▶ **Material supplied**
□ □ □
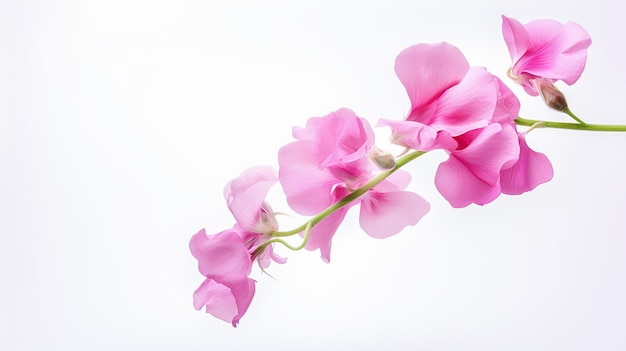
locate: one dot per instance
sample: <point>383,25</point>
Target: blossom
<point>545,49</point>
<point>225,258</point>
<point>470,114</point>
<point>225,261</point>
<point>531,169</point>
<point>327,162</point>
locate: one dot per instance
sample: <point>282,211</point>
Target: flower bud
<point>552,96</point>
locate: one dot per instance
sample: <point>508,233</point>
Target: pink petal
<point>308,189</point>
<point>515,37</point>
<point>243,291</point>
<point>507,107</point>
<point>560,57</point>
<point>531,169</point>
<point>228,302</point>
<point>427,70</point>
<point>488,151</point>
<point>221,256</point>
<point>386,213</point>
<point>471,175</point>
<point>467,105</point>
<point>418,136</point>
<point>217,298</point>
<point>245,195</point>
<point>461,187</point>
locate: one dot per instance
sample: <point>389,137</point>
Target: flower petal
<point>427,70</point>
<point>245,195</point>
<point>217,298</point>
<point>296,164</point>
<point>515,37</point>
<point>221,256</point>
<point>386,213</point>
<point>468,105</point>
<point>531,169</point>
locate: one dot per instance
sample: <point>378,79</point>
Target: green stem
<point>571,114</point>
<point>573,126</point>
<point>306,227</point>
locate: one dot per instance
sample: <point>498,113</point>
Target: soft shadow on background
<point>121,121</point>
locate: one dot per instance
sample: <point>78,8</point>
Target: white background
<point>121,121</point>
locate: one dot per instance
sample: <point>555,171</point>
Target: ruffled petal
<point>461,187</point>
<point>245,196</point>
<point>221,256</point>
<point>531,169</point>
<point>427,70</point>
<point>418,136</point>
<point>488,150</point>
<point>243,292</point>
<point>468,105</point>
<point>217,299</point>
<point>515,37</point>
<point>386,213</point>
<point>297,163</point>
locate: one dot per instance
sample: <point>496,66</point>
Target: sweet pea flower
<point>470,114</point>
<point>326,163</point>
<point>225,258</point>
<point>545,49</point>
<point>531,169</point>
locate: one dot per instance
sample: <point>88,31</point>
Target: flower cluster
<point>334,165</point>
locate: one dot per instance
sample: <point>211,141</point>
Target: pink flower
<point>326,163</point>
<point>225,258</point>
<point>470,114</point>
<point>531,169</point>
<point>545,49</point>
<point>225,262</point>
<point>472,173</point>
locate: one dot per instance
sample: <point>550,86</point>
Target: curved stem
<point>306,227</point>
<point>571,114</point>
<point>573,126</point>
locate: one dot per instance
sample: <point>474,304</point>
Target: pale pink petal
<point>427,70</point>
<point>308,189</point>
<point>217,298</point>
<point>546,49</point>
<point>468,105</point>
<point>507,107</point>
<point>515,37</point>
<point>472,175</point>
<point>461,187</point>
<point>386,213</point>
<point>243,291</point>
<point>488,150</point>
<point>268,255</point>
<point>531,169</point>
<point>562,57</point>
<point>418,136</point>
<point>221,256</point>
<point>245,195</point>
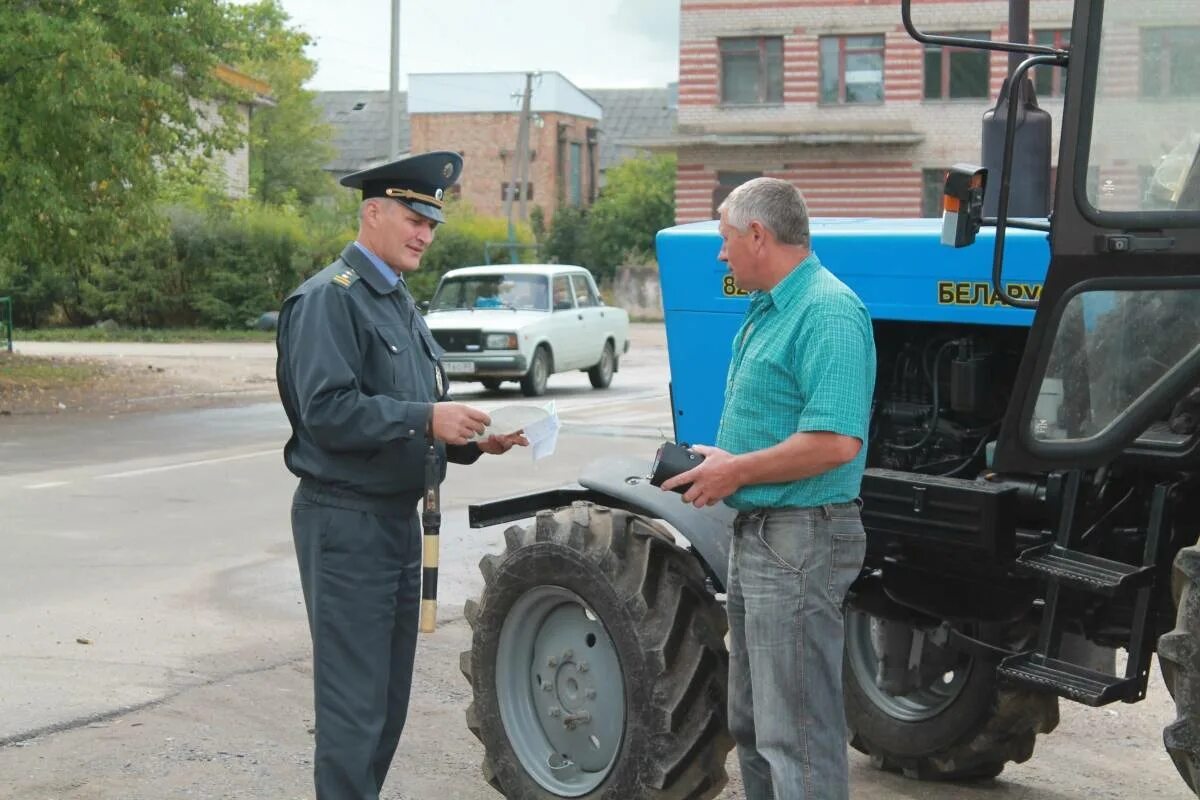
□ □ □
▶ **Exercise objective**
Transcribe every one of the items above word for word, leaving the pictures out of your copy.

▶ **Task output**
locate: one dot per instance
sample: <point>383,25</point>
Target: blossom
<point>545,49</point>
<point>225,258</point>
<point>470,114</point>
<point>225,261</point>
<point>531,169</point>
<point>327,162</point>
locate: one dot per instance
sample: <point>282,211</point>
Target: flower bud
<point>552,96</point>
locate: one dot per instance
sample: <point>508,233</point>
Target: pink petal
<point>308,189</point>
<point>515,37</point>
<point>243,291</point>
<point>507,107</point>
<point>560,57</point>
<point>531,169</point>
<point>228,302</point>
<point>427,70</point>
<point>488,151</point>
<point>221,256</point>
<point>386,213</point>
<point>471,175</point>
<point>467,105</point>
<point>418,136</point>
<point>217,298</point>
<point>245,195</point>
<point>461,187</point>
locate: one dot per instance
sample: <point>389,137</point>
Target: flower petal
<point>427,70</point>
<point>245,195</point>
<point>217,298</point>
<point>296,164</point>
<point>515,37</point>
<point>221,256</point>
<point>386,213</point>
<point>468,105</point>
<point>531,169</point>
locate: one dot per instance
sample: <point>378,79</point>
Target: green stem
<point>571,114</point>
<point>573,126</point>
<point>306,227</point>
locate: one dot per instance
sample: <point>498,113</point>
Target: soft shadow on background
<point>121,121</point>
locate: one dot per instance
sample: <point>78,8</point>
Target: white background
<point>121,121</point>
locate: one dot per instance
sample: <point>555,171</point>
Target: ruffled petal
<point>461,187</point>
<point>245,196</point>
<point>221,256</point>
<point>531,169</point>
<point>427,70</point>
<point>418,136</point>
<point>488,150</point>
<point>243,292</point>
<point>468,105</point>
<point>217,299</point>
<point>515,37</point>
<point>386,213</point>
<point>297,163</point>
locate: one dot per instance
sample: <point>496,66</point>
Target: sweet pea flower
<point>470,114</point>
<point>326,163</point>
<point>225,258</point>
<point>545,49</point>
<point>531,169</point>
locate: one dot per instance
sample: <point>88,31</point>
Target: flower cluster
<point>334,165</point>
locate: one dot per instance
sample: <point>211,141</point>
Target: pink flower
<point>326,163</point>
<point>225,258</point>
<point>470,114</point>
<point>531,169</point>
<point>545,49</point>
<point>225,262</point>
<point>472,173</point>
locate: one dot per instance
sample: <point>550,86</point>
Target: curved stem
<point>306,227</point>
<point>571,114</point>
<point>573,126</point>
locate: one dot per instance
sample: <point>474,304</point>
Target: pale pink petal
<point>427,70</point>
<point>308,189</point>
<point>217,298</point>
<point>546,49</point>
<point>468,105</point>
<point>507,107</point>
<point>515,37</point>
<point>472,175</point>
<point>461,187</point>
<point>386,213</point>
<point>243,291</point>
<point>488,150</point>
<point>268,255</point>
<point>531,169</point>
<point>562,57</point>
<point>418,136</point>
<point>221,256</point>
<point>245,195</point>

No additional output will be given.